Set of tasks:
A – In the sermon excerpt, what diet does the speaker name as a favorite, and what foods make it up?
B – List every alternate fuel that the sermon excerpt says people are trying to run their cars on.

Reading text:
____

Genesis 12:1-9    Matthew 9:9-13, 18-26 


Eternal God, pour out your spirit upon us, that we might be sensitive to your presence, attentive to your Word, and faithful always in your way. Through Jesus Christ our Lord we pray. Amen.
 

We are a people always trying to run on something new. We are always looking for some new source of fuel or energy. This is true for our personal lives as well as for our vehicles. In our personal lives many people have fueled their lives with different diets: the Pritikin Diet, the Atkins Diet, no-carb, low-carb, high-carb diets, grapefruit diets, peanut butter diets, the South Beach Diet. However, my favorite is the Midwest Diet: bread, meat and potatoes, and ice cream for dessert.

Because gasoline prices are rising so, many people are trying to run their cars on alternate fuels: steam, propane, LNG, electric, ethanol. Gas is expensive but things could be worse if we had to run our cars on Lipton tea at $9.52 per gallon, or Evian water at $21.19 per gallon, or Scope mouthwash at $84.48 per gallon, or Pepto Bismol at $123.70 per gallon. One person on TV observed that with gas at over $4.00 a gallon wherever you are going this summer, it may be cheaper to mail your car, than to drive it there. Ethanol seemed to be “the answer” until demand for it drove food prices so high. In West Virginia, where I come from, entrepreneurs in the hollows have been making ethanol for a long time. They just called it moonshine. It would run both you and your car insane.

____

Excerpted records:
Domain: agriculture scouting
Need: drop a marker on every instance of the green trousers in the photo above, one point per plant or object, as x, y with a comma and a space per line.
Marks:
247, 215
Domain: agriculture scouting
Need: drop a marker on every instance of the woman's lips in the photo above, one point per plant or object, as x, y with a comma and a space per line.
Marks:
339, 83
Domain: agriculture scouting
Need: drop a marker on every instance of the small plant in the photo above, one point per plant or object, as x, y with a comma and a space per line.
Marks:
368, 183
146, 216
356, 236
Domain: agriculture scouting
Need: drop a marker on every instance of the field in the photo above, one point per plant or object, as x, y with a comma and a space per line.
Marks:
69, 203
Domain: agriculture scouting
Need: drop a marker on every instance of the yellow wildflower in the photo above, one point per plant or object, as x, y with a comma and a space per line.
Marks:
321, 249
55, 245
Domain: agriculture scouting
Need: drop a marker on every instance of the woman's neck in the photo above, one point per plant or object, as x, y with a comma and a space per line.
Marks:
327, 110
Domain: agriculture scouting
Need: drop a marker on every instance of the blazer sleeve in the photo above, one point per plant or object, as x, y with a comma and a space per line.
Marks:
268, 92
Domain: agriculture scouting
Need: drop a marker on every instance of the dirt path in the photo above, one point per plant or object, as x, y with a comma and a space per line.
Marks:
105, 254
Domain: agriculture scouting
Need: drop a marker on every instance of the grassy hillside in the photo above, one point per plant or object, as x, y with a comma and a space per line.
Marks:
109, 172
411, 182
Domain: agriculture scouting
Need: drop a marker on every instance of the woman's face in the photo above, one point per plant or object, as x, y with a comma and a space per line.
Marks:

____

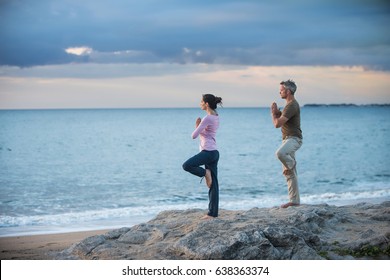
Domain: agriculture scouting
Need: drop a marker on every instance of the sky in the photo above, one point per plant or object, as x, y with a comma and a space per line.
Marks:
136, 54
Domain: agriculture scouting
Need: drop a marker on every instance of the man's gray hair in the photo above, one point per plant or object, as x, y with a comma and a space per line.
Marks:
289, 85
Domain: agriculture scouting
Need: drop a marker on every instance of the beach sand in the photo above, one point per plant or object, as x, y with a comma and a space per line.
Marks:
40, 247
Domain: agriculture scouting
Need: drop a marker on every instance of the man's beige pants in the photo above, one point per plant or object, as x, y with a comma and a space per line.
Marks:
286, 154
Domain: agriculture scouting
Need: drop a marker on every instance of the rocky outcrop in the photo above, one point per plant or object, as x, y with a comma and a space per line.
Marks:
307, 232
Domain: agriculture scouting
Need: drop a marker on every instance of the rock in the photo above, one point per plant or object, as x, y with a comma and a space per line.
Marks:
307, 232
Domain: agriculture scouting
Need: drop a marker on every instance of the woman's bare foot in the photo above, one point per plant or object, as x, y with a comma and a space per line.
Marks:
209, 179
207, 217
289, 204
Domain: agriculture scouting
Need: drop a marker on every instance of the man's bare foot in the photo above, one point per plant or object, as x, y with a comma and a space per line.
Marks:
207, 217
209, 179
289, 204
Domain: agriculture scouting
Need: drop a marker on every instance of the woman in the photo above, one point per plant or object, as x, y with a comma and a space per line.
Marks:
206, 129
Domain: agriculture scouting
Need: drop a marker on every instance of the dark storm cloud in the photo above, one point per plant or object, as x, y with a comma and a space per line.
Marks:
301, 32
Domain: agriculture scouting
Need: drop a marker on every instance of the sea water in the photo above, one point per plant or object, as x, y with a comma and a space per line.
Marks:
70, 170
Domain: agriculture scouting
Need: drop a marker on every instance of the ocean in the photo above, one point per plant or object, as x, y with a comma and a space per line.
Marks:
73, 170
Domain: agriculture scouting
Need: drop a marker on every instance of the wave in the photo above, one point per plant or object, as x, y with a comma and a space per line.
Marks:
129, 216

____

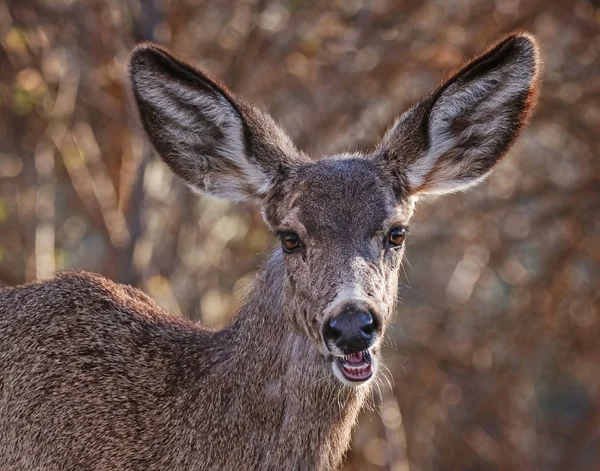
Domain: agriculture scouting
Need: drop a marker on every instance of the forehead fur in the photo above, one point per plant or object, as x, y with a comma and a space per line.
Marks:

____

Exercise solutions:
A – The Midwest Diet: bread, meat and potatoes, and ice cream for dessert.

B – Steam, propane, LNG, electric, ethanol